* **DESCRIÇÃO DO EXERCÍCIO**:
No texto sobre intervenção militar, por iniciativa de quem as Forças Armadas devem agir, segundo o art. 142?

* **BLOCO DE TEXTO**:
==============================

Ver o povo clamar por um GOLPE DE ESTADO, INTERVENÇÃO MILITAR já é um tanto quanto estranho. Mas o pior disso tudo é afrontar as instituições, destoando dos princípios constitucionais e querer dar à Lei Maior um sentido que ela não tem e nunca teve. Não num Estado Democrático.
Nesse sentido vejo sim a necessidade das Forças Armadas agirem obedecendo ao que disciplina o art. 142, ou seja, por iniciativa de qualquer dos três poderes constituídos garantir a lei e a ordem, fazendo com que manifestações acintosas ocorram pelo país, pondo em risco a segurança de autoridades legitimamente instituídas e a liberdade do povo.
Em outro artigo publicado pelo site CONJUR, o Professor STRECK afirma categoricamente:
“…a lei e a ordem a serem garantidas são as das próprias instituições democráticas (Título V da CF). Esse é o ponto chave. As FAs não são o fiel da democracia. Ou seja, elas não podem intervir a qualquer momento. Uma leitura dessas é totalmente inconstitucional e antirrepublicana. [6]
Não queiram dar a lei a interpretação que lhes for conveniente.
Não faço essa crítica por ser de esquerda, de direita ou de centro. Não me interessa isso nesse momento. A liberdade no Brasil custou caro.

==============================

* **LINHAS DE DADOS**:

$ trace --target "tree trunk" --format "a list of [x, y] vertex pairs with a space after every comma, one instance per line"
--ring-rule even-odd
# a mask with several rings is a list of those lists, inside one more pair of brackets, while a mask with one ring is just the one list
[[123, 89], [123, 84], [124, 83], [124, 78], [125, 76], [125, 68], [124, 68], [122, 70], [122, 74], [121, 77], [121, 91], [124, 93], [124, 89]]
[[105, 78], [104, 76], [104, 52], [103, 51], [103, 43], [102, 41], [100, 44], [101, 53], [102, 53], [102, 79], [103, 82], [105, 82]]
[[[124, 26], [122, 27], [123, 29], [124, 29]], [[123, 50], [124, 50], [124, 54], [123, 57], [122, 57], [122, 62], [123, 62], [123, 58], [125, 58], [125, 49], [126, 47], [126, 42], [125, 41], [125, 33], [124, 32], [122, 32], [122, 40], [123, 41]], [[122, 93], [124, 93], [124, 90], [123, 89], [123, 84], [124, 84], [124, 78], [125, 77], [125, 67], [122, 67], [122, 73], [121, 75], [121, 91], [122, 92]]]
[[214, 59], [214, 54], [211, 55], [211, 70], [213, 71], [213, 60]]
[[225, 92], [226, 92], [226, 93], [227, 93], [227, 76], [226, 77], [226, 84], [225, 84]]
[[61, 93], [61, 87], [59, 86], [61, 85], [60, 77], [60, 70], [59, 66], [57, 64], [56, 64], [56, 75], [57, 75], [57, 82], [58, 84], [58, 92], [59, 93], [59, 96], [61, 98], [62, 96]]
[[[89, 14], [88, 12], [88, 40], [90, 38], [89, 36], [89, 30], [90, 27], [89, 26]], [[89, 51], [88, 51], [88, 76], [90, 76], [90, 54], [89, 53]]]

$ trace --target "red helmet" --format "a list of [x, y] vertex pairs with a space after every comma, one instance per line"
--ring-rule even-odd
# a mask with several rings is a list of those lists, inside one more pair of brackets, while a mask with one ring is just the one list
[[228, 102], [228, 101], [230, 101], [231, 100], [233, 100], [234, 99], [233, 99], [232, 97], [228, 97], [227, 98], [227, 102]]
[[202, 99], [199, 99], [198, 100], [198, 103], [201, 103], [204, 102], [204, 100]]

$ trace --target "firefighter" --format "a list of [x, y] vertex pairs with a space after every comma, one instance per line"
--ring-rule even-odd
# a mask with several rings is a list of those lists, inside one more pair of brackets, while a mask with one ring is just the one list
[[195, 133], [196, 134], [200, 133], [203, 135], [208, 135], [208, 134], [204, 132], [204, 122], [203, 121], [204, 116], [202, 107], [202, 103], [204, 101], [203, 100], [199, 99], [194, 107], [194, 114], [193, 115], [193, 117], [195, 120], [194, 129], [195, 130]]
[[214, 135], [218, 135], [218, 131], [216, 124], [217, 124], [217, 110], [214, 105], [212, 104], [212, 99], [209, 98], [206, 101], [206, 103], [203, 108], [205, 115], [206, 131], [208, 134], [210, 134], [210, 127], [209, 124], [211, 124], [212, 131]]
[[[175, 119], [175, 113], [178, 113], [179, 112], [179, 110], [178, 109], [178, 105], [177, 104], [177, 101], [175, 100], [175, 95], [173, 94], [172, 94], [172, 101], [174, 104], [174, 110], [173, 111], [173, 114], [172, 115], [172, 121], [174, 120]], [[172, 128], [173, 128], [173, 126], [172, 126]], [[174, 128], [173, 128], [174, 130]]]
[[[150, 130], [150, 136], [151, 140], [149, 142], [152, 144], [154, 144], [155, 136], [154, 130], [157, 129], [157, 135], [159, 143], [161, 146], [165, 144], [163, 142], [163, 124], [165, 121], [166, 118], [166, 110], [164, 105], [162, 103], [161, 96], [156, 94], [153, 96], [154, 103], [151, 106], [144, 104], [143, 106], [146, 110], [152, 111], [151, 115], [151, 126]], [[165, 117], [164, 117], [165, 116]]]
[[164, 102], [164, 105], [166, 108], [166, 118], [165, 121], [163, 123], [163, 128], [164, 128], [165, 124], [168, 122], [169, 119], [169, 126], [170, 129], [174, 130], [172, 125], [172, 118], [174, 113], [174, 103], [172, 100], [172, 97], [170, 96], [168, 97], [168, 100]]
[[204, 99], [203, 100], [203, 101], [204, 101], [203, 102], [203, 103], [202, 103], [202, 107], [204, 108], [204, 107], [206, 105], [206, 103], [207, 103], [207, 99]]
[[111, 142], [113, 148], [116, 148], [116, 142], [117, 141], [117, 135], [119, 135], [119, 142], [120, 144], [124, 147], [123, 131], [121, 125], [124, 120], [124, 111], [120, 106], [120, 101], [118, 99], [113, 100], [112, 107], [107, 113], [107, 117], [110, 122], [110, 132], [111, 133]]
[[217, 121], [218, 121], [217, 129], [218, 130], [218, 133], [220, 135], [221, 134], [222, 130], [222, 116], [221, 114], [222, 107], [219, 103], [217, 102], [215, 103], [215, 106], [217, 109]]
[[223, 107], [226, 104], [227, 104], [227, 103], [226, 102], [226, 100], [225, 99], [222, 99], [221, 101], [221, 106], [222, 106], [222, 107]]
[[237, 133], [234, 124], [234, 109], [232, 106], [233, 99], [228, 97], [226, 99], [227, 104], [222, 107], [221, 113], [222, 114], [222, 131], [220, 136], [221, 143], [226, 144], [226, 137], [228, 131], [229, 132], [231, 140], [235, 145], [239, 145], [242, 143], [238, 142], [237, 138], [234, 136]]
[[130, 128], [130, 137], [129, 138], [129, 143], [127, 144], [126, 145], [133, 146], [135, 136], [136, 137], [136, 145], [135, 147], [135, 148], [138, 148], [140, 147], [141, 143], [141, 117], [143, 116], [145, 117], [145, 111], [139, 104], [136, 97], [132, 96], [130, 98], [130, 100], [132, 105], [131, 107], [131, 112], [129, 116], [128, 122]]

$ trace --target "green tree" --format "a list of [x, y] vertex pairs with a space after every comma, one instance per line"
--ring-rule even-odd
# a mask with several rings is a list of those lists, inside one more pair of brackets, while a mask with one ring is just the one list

==============================

* **RESPOSTA DO EXERCÍCIO**:
Por iniciativa de qualquer dos três poderes constituídos.